* [Set problem]
Could you turn the data below into a JSON list of strings, with one string for each line and blank lines left out? Leave the pictures out of it.

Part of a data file
— START —

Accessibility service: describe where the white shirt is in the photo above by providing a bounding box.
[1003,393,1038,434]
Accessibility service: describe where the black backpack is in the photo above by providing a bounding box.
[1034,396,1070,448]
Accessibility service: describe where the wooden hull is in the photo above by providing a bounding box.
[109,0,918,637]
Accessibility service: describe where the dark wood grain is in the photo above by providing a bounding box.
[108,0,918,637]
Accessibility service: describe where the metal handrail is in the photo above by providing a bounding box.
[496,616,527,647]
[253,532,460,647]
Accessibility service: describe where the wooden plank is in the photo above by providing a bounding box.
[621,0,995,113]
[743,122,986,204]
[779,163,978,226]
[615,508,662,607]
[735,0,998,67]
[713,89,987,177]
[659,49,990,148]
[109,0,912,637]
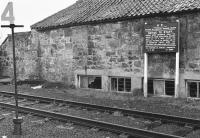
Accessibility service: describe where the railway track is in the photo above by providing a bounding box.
[0,91,200,138]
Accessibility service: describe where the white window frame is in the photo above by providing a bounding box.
[109,76,132,93]
[186,80,200,99]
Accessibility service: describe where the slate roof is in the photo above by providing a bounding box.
[31,0,200,29]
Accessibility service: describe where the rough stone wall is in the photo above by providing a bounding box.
[1,32,38,80]
[87,21,143,74]
[0,13,200,95]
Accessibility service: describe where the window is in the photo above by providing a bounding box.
[165,80,175,96]
[80,75,102,89]
[111,77,131,92]
[147,78,175,96]
[187,81,200,98]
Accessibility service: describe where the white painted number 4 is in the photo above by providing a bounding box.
[1,2,15,24]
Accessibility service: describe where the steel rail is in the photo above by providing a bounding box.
[0,102,183,138]
[0,91,200,127]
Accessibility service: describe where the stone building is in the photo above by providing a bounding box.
[1,0,200,98]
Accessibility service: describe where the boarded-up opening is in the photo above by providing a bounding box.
[110,77,131,92]
[153,80,165,95]
[147,79,154,94]
[165,80,175,96]
[147,78,175,96]
[80,76,102,89]
[187,82,199,98]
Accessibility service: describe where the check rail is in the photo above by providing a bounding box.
[0,102,183,138]
[0,91,200,128]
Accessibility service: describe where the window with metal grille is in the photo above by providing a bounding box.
[111,77,131,92]
[147,78,175,96]
[79,75,102,89]
[187,81,200,98]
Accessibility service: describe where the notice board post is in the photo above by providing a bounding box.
[175,20,180,98]
[143,21,180,97]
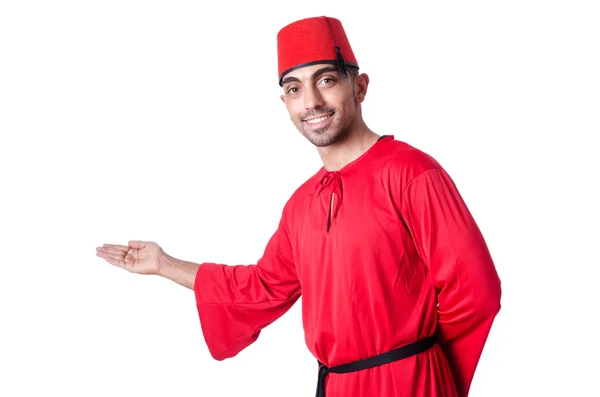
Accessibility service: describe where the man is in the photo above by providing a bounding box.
[97,17,501,397]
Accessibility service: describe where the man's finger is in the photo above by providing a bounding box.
[98,247,131,256]
[103,244,130,249]
[127,240,146,249]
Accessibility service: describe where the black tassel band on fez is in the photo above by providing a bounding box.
[324,17,348,76]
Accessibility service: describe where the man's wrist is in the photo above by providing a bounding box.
[156,251,171,277]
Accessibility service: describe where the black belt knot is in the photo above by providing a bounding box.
[316,335,437,397]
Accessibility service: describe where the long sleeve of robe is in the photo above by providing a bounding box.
[194,135,500,397]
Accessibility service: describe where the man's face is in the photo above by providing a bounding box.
[281,64,364,147]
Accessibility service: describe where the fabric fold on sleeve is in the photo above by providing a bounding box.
[402,167,501,397]
[194,212,301,360]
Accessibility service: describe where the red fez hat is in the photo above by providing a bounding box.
[277,16,358,85]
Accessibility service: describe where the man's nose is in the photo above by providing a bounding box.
[304,87,323,110]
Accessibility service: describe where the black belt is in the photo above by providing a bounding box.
[317,335,436,397]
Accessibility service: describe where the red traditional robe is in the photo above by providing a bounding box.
[194,135,501,397]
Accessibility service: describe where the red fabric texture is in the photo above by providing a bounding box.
[194,136,501,397]
[277,16,357,82]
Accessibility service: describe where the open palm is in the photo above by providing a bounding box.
[96,241,164,274]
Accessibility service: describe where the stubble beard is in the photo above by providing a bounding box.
[299,113,350,147]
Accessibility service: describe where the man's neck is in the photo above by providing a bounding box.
[317,125,380,171]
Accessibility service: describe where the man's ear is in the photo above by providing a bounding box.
[354,73,369,103]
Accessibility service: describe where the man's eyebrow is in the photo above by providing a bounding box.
[281,66,338,86]
[310,66,338,80]
[281,76,301,86]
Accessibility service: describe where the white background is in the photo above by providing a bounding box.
[0,0,600,397]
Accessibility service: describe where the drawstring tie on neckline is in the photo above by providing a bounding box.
[316,171,343,232]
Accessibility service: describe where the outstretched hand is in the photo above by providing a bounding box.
[96,241,164,274]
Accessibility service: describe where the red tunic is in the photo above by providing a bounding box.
[194,136,501,397]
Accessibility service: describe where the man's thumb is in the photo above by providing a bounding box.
[127,240,146,249]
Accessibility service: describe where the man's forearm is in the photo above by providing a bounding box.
[158,254,200,290]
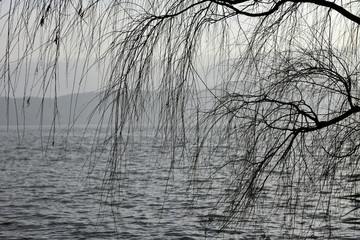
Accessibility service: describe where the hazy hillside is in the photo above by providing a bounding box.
[0,89,213,126]
[0,93,105,125]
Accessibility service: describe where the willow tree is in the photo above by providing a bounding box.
[1,0,360,238]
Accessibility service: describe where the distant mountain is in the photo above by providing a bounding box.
[0,93,101,126]
[0,91,214,126]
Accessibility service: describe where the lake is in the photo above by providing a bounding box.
[0,124,360,240]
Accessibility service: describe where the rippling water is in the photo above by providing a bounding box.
[0,125,360,240]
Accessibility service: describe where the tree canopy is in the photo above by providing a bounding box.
[0,0,360,238]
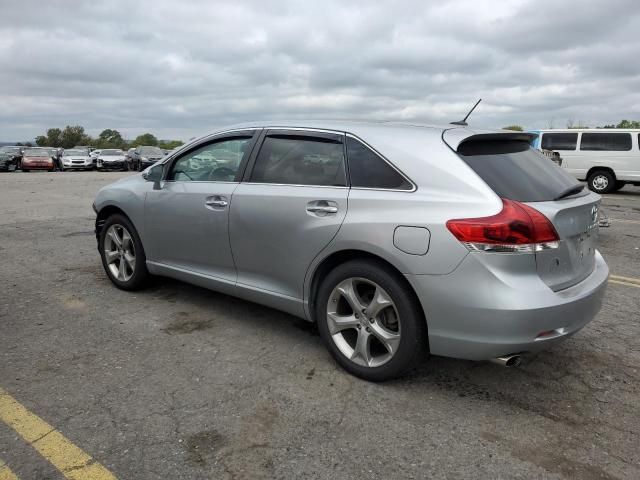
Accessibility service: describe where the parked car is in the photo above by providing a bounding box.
[21,148,56,172]
[96,148,128,170]
[0,146,22,172]
[62,148,94,171]
[130,146,165,172]
[94,122,609,381]
[532,128,640,193]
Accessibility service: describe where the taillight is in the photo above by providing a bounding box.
[447,198,560,253]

— END —

* [In response]
[
  "Accessibility service: describe where the white shirt is in the photo above by providing a bounding box.",
  "[1003,393,1038,434]",
  "Accessibility service: describe where the black backpack is in the photo above by providing a bounding box.",
  "[1034,396,1070,448]",
  "Accessibility service: describe where the wooden hull is in the photo above by providing a bounding box.",
  "[109,0,918,637]",
  "Accessibility service: describe where the dark wood grain is in the photo above by providing a bounding box.",
  "[108,0,918,637]",
  "Accessibility service: describe where the metal handrail is in the photo above by providing a bounding box.",
  "[496,616,527,647]",
  "[253,532,460,647]",
  "Accessibility service: describe where the wooden plank is in the photo above by providing a bounding box.",
  "[621,0,995,113]",
  "[743,122,986,204]",
  "[779,163,978,226]",
  "[615,508,662,607]",
  "[735,0,998,67]",
  "[713,89,987,177]",
  "[659,49,990,148]",
  "[109,0,912,637]",
  "Accessibility service: describe where the railway track is in the photo above by providing a bounding box.",
  "[0,91,200,138]",
  "Accessibility service: describe where the white window frame is in the photo above by providing a bounding box.",
  "[109,76,132,93]",
  "[186,80,200,99]",
  "Accessibility service: describe where the slate roof is in the photo above by providing a bounding box.",
  "[31,0,200,29]",
  "Accessibility service: describe where the rough stone wall is in the photo above by providing a bounding box.",
  "[1,32,38,80]",
  "[87,21,143,74]",
  "[0,13,200,95]",
  "Accessibility service: describe where the window is in the photo above by providing a bounding box.",
  "[165,80,175,96]",
  "[80,75,102,89]",
  "[111,77,131,92]",
  "[147,78,175,96]",
  "[187,81,200,98]",
  "Accessibility service: describe where the white painted number 4 is in the photo above by providing a bounding box.",
  "[1,2,15,24]",
  "Accessibility service: describe where the steel rail is in the photo above by providing a bounding box.",
  "[0,102,183,138]",
  "[0,91,200,127]",
  "Accessibility service: describe where the stone building is in the photo above by providing a bounding box.",
  "[1,0,200,98]",
  "Accessibility service: describe where the boarded-up opening is in the photo above by providing a bounding box.",
  "[110,77,131,92]",
  "[153,80,165,95]",
  "[147,79,154,94]",
  "[165,80,175,96]",
  "[147,78,175,96]",
  "[80,76,102,89]",
  "[187,82,199,98]",
  "Accessibility service: describe where the check rail is in the photo above by providing a bounding box.",
  "[0,102,183,138]",
  "[0,91,200,128]",
  "Accessibility service: describe where the window with metal grille is in the photo above by providing a bounding box.",
  "[111,77,131,92]",
  "[147,78,175,96]",
  "[79,75,102,89]",
  "[187,81,200,98]",
  "Accessibility service: describe where the notice board post is in the photo above by providing a bounding box.",
  "[175,20,180,98]",
  "[143,21,180,97]",
  "Accessibility service: describe where the man is in the photo above by providing a bounding box.",
  "[97,17,501,397]",
  "Accessibility service: describe where the man's finger is in the photo above by providing a bounding box.",
  "[98,247,131,256]",
  "[103,244,130,249]",
  "[127,240,146,249]",
  "Accessibility service: describe where the black tassel band on fez is in the photo above by providing a bounding box.",
  "[324,17,348,76]",
  "Accessibility service: describe where the man's wrist is in the photo above by providing a bounding box.",
  "[156,251,171,277]",
  "Accessibility service: describe where the black belt knot is in the photo above by providing a bounding box.",
  "[316,335,437,397]",
  "Accessibility service: describe where the long sleeve of robe is in the photo above by providing a bounding box.",
  "[194,135,500,397]",
  "Accessibility service: describe where the man's face is in the photo above by providing a bounding box.",
  "[281,64,364,147]",
  "Accessibility service: describe where the fabric fold on sleeve is in the photo above by providing a bounding box.",
  "[402,167,501,397]",
  "[194,212,301,360]",
  "Accessibility service: describe where the red fez hat is in the photo above by providing a bounding box.",
  "[277,16,358,85]",
  "Accessibility service: describe where the man's nose is in the photo above by providing a bounding box.",
  "[304,87,323,110]",
  "Accessibility service: describe where the black belt is in the photo above by providing a bounding box.",
  "[317,335,436,397]",
  "Accessibility service: describe where the red traditional robe is in the photo above by providing a bounding box.",
  "[194,135,501,397]",
  "Accessibility service: describe where the red fabric texture is in the photo above by providing a bounding box.",
  "[194,136,501,397]",
  "[277,16,357,82]",
  "Accessibility service: describe where the open palm is in the photo above by providing a bounding box.",
  "[96,241,164,274]",
  "Accessibility service: describe where the stubble beard is in the photo above by providing a bounding box.",
  "[299,113,350,147]",
  "Accessibility service: describe where the man's neck is in the photo above by providing a bounding box.",
  "[317,125,380,171]",
  "Accessibility service: describe where the man's ear is in the photo above by providing a bounding box.",
  "[354,73,369,103]",
  "Accessibility service: describe where the man's eyebrow is in the photo above by providing a bounding box.",
  "[281,66,338,86]",
  "[310,66,338,80]",
  "[281,76,301,86]",
  "Accessibility service: describe where the white background is in the photo above by providing a bounding box.",
  "[0,0,600,397]",
  "Accessibility service: describe where the drawstring tie on neckline is in the photo above by providing a bounding box.",
  "[316,171,343,232]",
  "Accessibility service: describe where the outstretched hand is in the photo above by providing a bounding box.",
  "[96,241,164,274]",
  "Accessibility service: describe where the red tunic is in the photo above by providing a bounding box.",
  "[194,136,501,397]",
  "Accessibility service: describe where the man's thumb is in the photo above by providing a bounding box.",
  "[127,240,146,249]",
  "Accessibility service: describe where the man's forearm is in the photo above by providing a bounding box.",
  "[158,254,200,290]",
  "Accessibility service: describe where the hazy hillside is in the photo above by providing a bounding box.",
  "[0,89,213,126]",
  "[0,93,105,125]",
  "Accessibility service: describe where the willow tree is in the photo above by providing a bounding box.",
  "[1,0,360,238]",
  "Accessibility service: describe where the distant mountain is in the photo above by providing a bounding box.",
  "[0,93,101,126]",
  "[0,91,214,126]",
  "Accessibility service: describe where the lake is in the photo above by providing a bounding box.",
  "[0,124,360,240]",
  "Accessibility service: describe where the rippling water is in the photo above by providing a bounding box.",
  "[0,125,360,240]",
  "Accessibility service: describe where the tree canopy is in the photo above by providing a bounding box.",
  "[0,0,360,238]",
  "Accessibility service: describe where the parked car is in the photo above by providing a bounding box.",
  "[21,148,56,172]",
  "[96,148,128,170]",
  "[0,146,22,172]",
  "[62,148,94,171]",
  "[130,146,165,172]",
  "[94,122,609,381]",
  "[532,128,640,193]",
  "Accessibility service: describe where the taillight is in the photo above by providing a bounding box.",
  "[447,198,560,253]"
]